--- Passage shown Enclosed Below ---

Save Our Smith

Smith River Mine Scoping Meeting Helena 6pm Monday Nov 6th

Smith River Mine Scoping Meeting Helena 6pm Monday Nov 6th

Tonight in Helena a boat rally along with the Helena DEQ Scoping Meeting at the Radisson Colonial Hotel 2301 Colonial Dr Helena MT tonight at 6pm

The boat rally is at 3pm around the capital. This event to show the strength sending a message to the DEQ and public how the fishing community feels about the threat of a Copper Mine in Montana and certainly in the Smith River drainage.

We hope to see you there.

Some interesting things from the Great Falls Scoping Meeting on October 30. John and I both attended along with 300 others.

The newspaper article from the Great Falls Tribune stated that there were several supporters that spoke, and in the gathering. Untrue. Only 2 comments were made from supporters of the cause. The balance was certainly against the Smith River Mine. Mayor Bob Kelly spoke about the concern for the Great Falls citizens and possible monetary loss from an accident that will affect the waters of the Missouri River below the Smith River. And he was concerned about the clean up efforts well after Tintina has vacated the site, maybe even generations after the mine has closed, or finished work. He stated that the DEQ should consider a larger reclamation bond in case all that Tintina has promised indeed fails. He wanted Great Falls to be “formally declared as having standing as an injured party and be able to seek and receive payment for reclamation and reparation of the damage that may occur to our water source.” He went on to say

“We will all be affected, we all know what runs downhill…

Great Falls Mayor Bob Kelly

Other concerns outlined by the opponents included the stats about flailed copper mines. 92% of copper mines have had monumental watershed disasters. 100% of those mines promised to never have any problems. The economic boom that will affect White Sulfur Springs will pass. But the economic fails that will affect the recreation business in Montana will go on forever.

--- End of Enclosed Passage shown ---
--- Data segment Enclosed Below ---

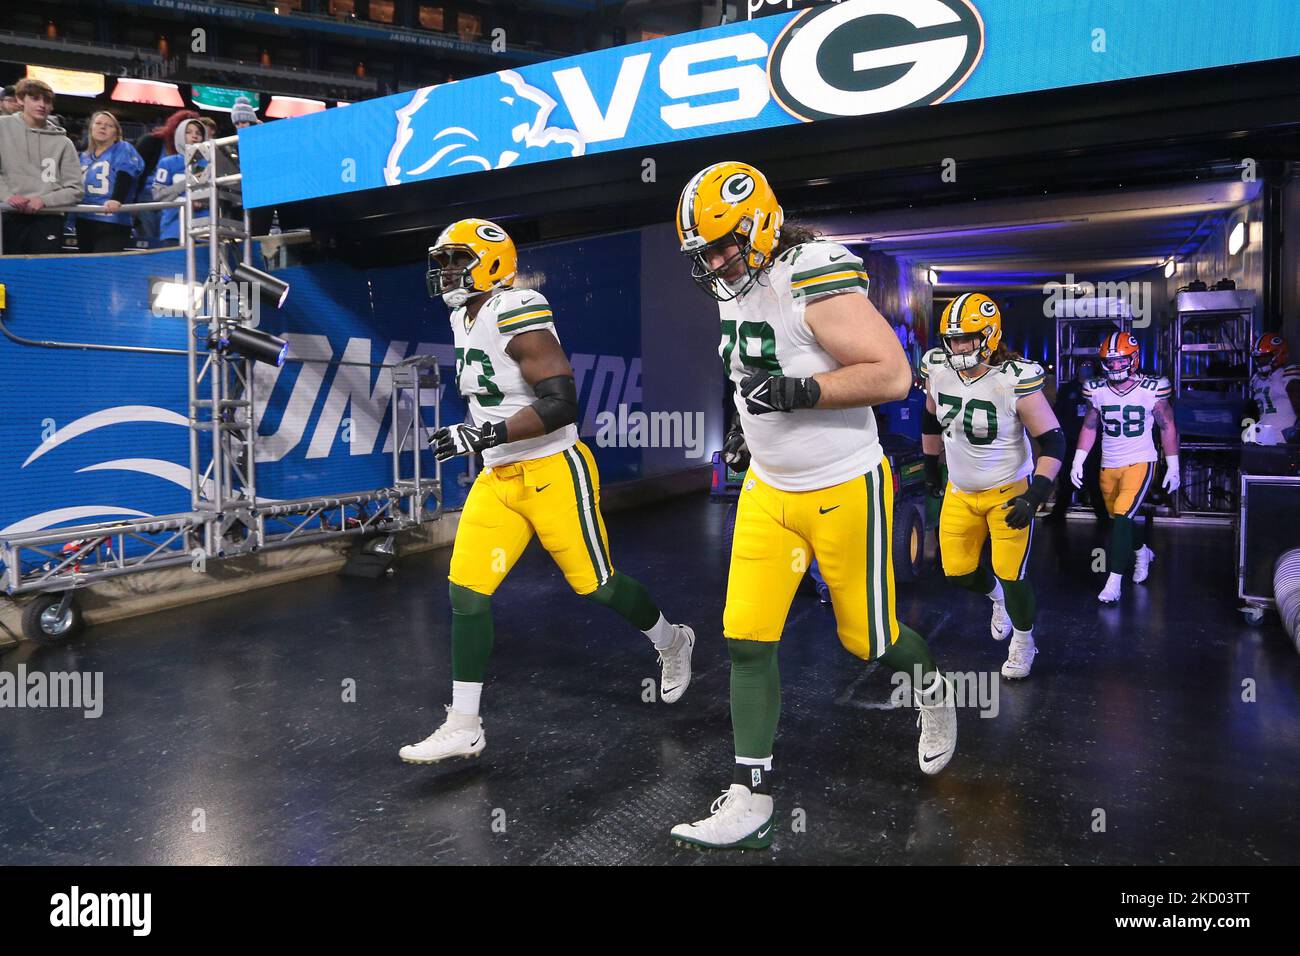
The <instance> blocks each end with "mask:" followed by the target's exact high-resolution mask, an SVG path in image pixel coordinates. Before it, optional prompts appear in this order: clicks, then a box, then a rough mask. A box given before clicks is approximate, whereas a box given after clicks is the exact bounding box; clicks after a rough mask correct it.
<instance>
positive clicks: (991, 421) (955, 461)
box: [920, 349, 1043, 494]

--- End of Enclosed Data segment ---

Answer these questions from the Save Our Smith post.
(a) What time does the boat rally around the capital start?
(b) How many comments at the Great Falls Scoping Meeting came from supporters?
(c) What percentage of copper mines does the post say have had monumental watershed disasters?
Rely only on the Save Our Smith post for the answer.

**Response area:**
(a) 3pm
(b) 2
(c) 92%